Task statement: Arrange every line of the entries below as a JSON list of strings, one string per line, leaving out blank lines and any pictures.

Dataset:
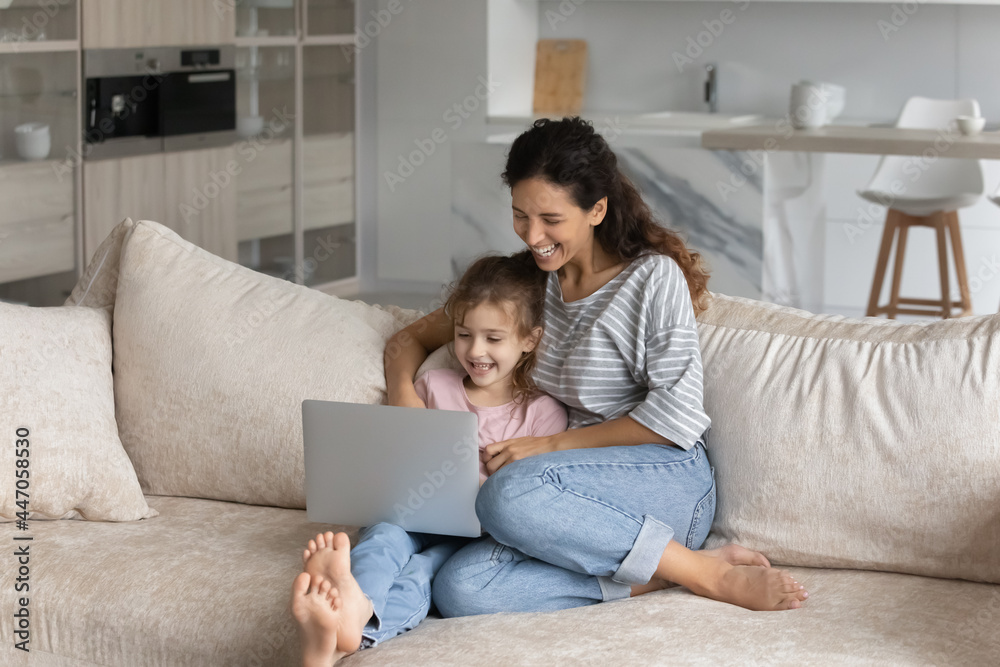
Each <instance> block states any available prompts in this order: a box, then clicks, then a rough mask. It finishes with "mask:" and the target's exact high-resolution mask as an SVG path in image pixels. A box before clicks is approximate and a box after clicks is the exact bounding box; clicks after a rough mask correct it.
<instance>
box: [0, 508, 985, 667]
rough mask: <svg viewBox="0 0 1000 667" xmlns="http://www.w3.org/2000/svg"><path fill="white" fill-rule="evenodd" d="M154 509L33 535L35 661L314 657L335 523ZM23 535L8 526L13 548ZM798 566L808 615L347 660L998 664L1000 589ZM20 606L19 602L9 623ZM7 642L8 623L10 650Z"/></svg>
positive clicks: (650, 601)
mask: <svg viewBox="0 0 1000 667" xmlns="http://www.w3.org/2000/svg"><path fill="white" fill-rule="evenodd" d="M147 500H148V502H149V505H150V506H151V507H153V508H155V509H157V510H159V512H160V515H159V517H157V518H155V519H150V520H146V521H141V522H136V523H128V524H104V523H101V524H93V523H82V522H66V521H64V522H59V523H49V522H38V523H34V524H33V525H32V533H33V535H34V538H35V539H34V541H33V542H32V547H31V548H32V561H31V577H32V587H33V588H32V592H33V596H32V598H31V614H32V626H31V630H32V644H31V648H32V651H33V653H32V655H33V656H37V657H38V659H39V660H40V661H39V662H38V663H37V664H46V665H49V664H51V665H63V664H65V665H72V666H74V667H75V666H76V665H82V664H91V663H92V664H96V665H123V666H124V665H129V666H131V665H144V666H147V667H157V666H164V667H166V666H173V665H189V666H194V667H198V666H206V667H209V666H211V667H224V666H228V665H231V666H234V667H235V666H239V667H248V666H254V665H296V664H299V660H300V654H299V645H298V641H299V640H298V637H297V634H296V631H295V627H294V623H293V622H292V620H291V617H290V615H289V612H288V595H289V591H290V588H291V582H292V579H293V578H294V577H295V575H296V574H297V573H298V572H299V571H300V570H301V561H300V558H301V549H302V546H303V545H304V544H305V542H306V541H307V539H308V538H310V537H312V536H313V535H314V534H315V533H317V532H319V531H320V530H323V529H326V528H328V527H327V526H325V525H323V524H316V523H310V522H309V521H307V519H306V516H305V512H303V511H301V510H288V509H279V508H271V507H259V506H248V505H240V504H236V503H228V502H220V501H212V500H199V499H191V498H169V497H158V496H149V497H148V498H147ZM4 531H6V533H4ZM13 532H14V529H13V527H11V526H2V527H0V540H4V541H6V543H8V544H9V543H10V539H11V535H10V533H13ZM354 535H355V534H354V533H352V537H353V536H354ZM790 569H791V571H792V572H793V573H794V574H795V576H796V577H797V578H798V579H799V580H800V581H801V582H803V583H804V584H806V585H807V586H808V588H809V590H810V591H811V592H812V597H811V598H810V600H809V603H808V604H807V605H806V606H805V607H804V608H803V609H800V610H796V611H790V612H775V613H763V612H756V613H755V612H749V611H746V610H744V609H740V608H738V607H734V606H731V605H727V604H723V603H720V602H715V601H712V600H708V599H705V598H699V597H696V596H694V595H692V594H691V593H689V592H687V591H685V590H684V589H672V590H668V591H663V592H660V593H654V594H650V595H647V596H644V597H642V598H636V599H632V600H624V601H621V602H612V603H607V604H601V605H595V606H591V607H584V608H579V609H571V610H567V611H562V612H556V613H545V614H542V613H538V614H535V613H531V614H502V615H491V616H477V617H468V618H459V619H447V620H441V619H428V620H427V621H425V622H424V623H423V624H421V625H420V626H419V627H418V628H417V629H416V630H414V631H413V632H411V633H408V634H406V635H404V636H401V637H398V638H396V639H393V640H391V641H388V642H386V643H384V644H382V645H381V646H379V647H377V648H375V649H372V650H369V651H366V652H362V653H361V654H359V655H357V656H355V657H354V658H352V659H351V660H350V661H349V662H348V663H345V664H350V665H386V664H391V665H431V664H433V665H496V664H505V665H511V664H540V663H543V664H581V663H589V664H600V663H605V664H668V663H669V664H685V665H694V664H704V665H718V664H753V663H757V664H789V665H791V664H795V665H802V664H814V665H852V664H855V665H870V664H916V663H920V664H956V665H959V664H961V665H973V664H976V665H988V664H1000V635H998V634H997V633H996V632H995V629H996V625H997V622H998V619H1000V586H995V585H992V584H981V583H973V582H967V581H957V580H945V579H932V578H927V577H918V576H913V575H903V574H892V573H883V572H866V571H852V570H823V569H808V568H790ZM10 604H11V596H4V597H3V598H2V605H3V607H2V609H0V613H2V615H3V617H4V618H11V616H10V614H11V613H12V610H11V609H10V607H9V605H10ZM10 631H11V629H10V623H3V624H0V634H2V643H3V651H7V650H9V648H10V646H11V645H12V641H11V638H10ZM39 652H43V653H48V654H52V655H49V656H46V658H45V659H44V660H42V659H41V654H40V653H39ZM2 655H6V654H2ZM58 656H65V657H66V658H71V660H69V659H68V660H66V661H62V660H60V659H59V657H58ZM0 663H2V664H9V663H7V662H4V661H3V659H2V656H0Z"/></svg>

Response for this exercise:
[
  "Each <instance> block states any available prompts in this order: a box, then clicks, then a rough mask. It finishes with \"mask:\" and the target's exact high-resolution mask as an SVG path in image pixels. A box before clicks is approximate and a box after clicks is the exact bounding box; clicks after a rough mask correct it.",
  "<instance>",
  "box: [0, 508, 985, 667]",
  "rough mask: <svg viewBox=\"0 0 1000 667\" xmlns=\"http://www.w3.org/2000/svg\"><path fill=\"white\" fill-rule=\"evenodd\" d=\"M154 509L33 535L35 661L314 657L335 523ZM23 535L8 526L13 548ZM798 566L808 615L347 660L998 664L1000 589ZM20 606L19 602L9 623ZM7 642L8 623L10 650Z\"/></svg>",
  "positive clicks: (650, 601)",
  "mask: <svg viewBox=\"0 0 1000 667\" xmlns=\"http://www.w3.org/2000/svg\"><path fill=\"white\" fill-rule=\"evenodd\" d=\"M147 500H148V502H149V505H150V506H151V507H153V508H155V509H157V510H159V512H160V515H159V517H157V518H155V519H150V520H146V521H141V522H136V523H128V524H104V523H101V524H93V523H82V522H66V521H64V522H59V523H49V522H38V523H34V524H33V525H32V533H33V535H34V538H35V539H34V541H33V542H32V547H31V548H32V561H31V577H32V587H33V588H32V592H33V596H32V598H31V614H32V626H31V630H32V644H31V648H32V651H33V653H32V655H33V656H37V657H38V659H39V660H40V661H39V662H38V663H37V664H46V665H49V664H51V665H63V664H65V665H72V666H74V667H75V666H76V665H82V664H91V663H92V664H96V665H123V666H124V665H129V666H131V665H144V666H147V667H157V666H164V667H166V666H173V665H189V666H194V667H198V666H206V667H209V666H211V667H224V666H228V665H231V666H234V667H235V666H239V667H248V666H254V665H296V664H299V660H300V654H299V645H298V641H299V640H298V637H297V634H296V631H295V627H294V623H293V622H292V620H291V617H290V615H289V612H288V595H289V591H290V588H291V582H292V579H293V578H294V577H295V575H296V574H297V573H298V572H299V571H300V570H301V561H300V558H301V549H302V546H303V545H304V544H305V542H306V541H307V539H308V538H310V537H312V536H313V535H314V534H315V533H317V532H319V531H320V530H323V529H326V528H328V527H327V526H325V525H323V524H316V523H310V522H309V521H307V519H306V516H305V512H303V511H301V510H288V509H279V508H271V507H259V506H248V505H240V504H236V503H228V502H220V501H212V500H199V499H191V498H169V497H158V496H149V497H148V498H147ZM4 531H6V533H4ZM13 532H14V529H13V527H11V526H2V527H0V540H4V541H6V543H8V544H9V543H10V539H11V535H10V533H13ZM354 535H355V534H354V533H352V537H353V536H354ZM790 569H791V571H792V572H793V573H794V574H795V576H796V577H797V578H798V579H799V580H800V581H801V582H803V583H804V584H806V585H807V586H808V588H809V590H810V591H811V592H812V597H811V598H810V600H809V603H808V604H807V605H806V606H805V607H804V608H803V609H800V610H796V611H790V612H775V613H763V612H756V613H755V612H749V611H746V610H744V609H740V608H738V607H734V606H731V605H727V604H723V603H720V602H715V601H712V600H708V599H705V598H699V597H696V596H694V595H692V594H691V593H689V592H687V591H685V590H684V589H672V590H668V591H663V592H660V593H654V594H650V595H647V596H644V597H642V598H636V599H632V600H624V601H621V602H612V603H607V604H601V605H595V606H591V607H584V608H579V609H571V610H567V611H562V612H556V613H545V614H542V613H538V614H535V613H531V614H502V615H491V616H477V617H468V618H459V619H447V620H441V619H428V620H427V621H425V622H424V623H423V624H421V625H420V626H419V627H418V628H417V629H416V630H414V631H413V632H411V633H408V634H406V635H404V636H401V637H398V638H396V639H393V640H391V641H388V642H386V643H384V644H382V645H381V646H379V647H377V648H375V649H372V650H369V651H366V652H362V653H361V654H359V655H357V656H355V657H354V658H352V659H351V660H350V661H349V662H348V663H345V664H350V665H386V664H391V665H431V664H433V665H496V664H505V665H511V664H540V663H543V664H581V663H589V664H600V663H605V664H668V663H669V664H685V665H694V664H704V665H718V664H753V663H757V664H789V665H791V664H795V665H802V664H814V665H852V664H855V665H870V664H916V663H920V664H956V665H959V664H961V665H973V664H976V665H988V664H1000V635H998V634H997V633H996V632H995V629H996V625H997V622H998V619H1000V586H995V585H992V584H981V583H973V582H967V581H957V580H945V579H932V578H927V577H918V576H913V575H903V574H892V573H883V572H866V571H852V570H823V569H808V568H790ZM10 604H11V596H4V597H3V598H2V605H3V607H2V609H0V613H2V615H3V617H4V618H11V616H10V614H11V613H12V610H11V609H10V607H9V605H10ZM10 631H11V629H10V623H3V624H0V634H2V643H3V651H7V650H9V648H10V646H11V645H12V641H11V638H10ZM39 652H43V653H48V654H52V655H49V656H46V658H45V659H44V660H42V659H41V654H40V653H39ZM2 655H6V654H2ZM58 656H65V657H66V658H71V660H69V659H68V660H66V661H62V660H60V659H59V657H58ZM0 663H2V664H9V663H7V662H4V661H3V659H2V656H0Z\"/></svg>"
]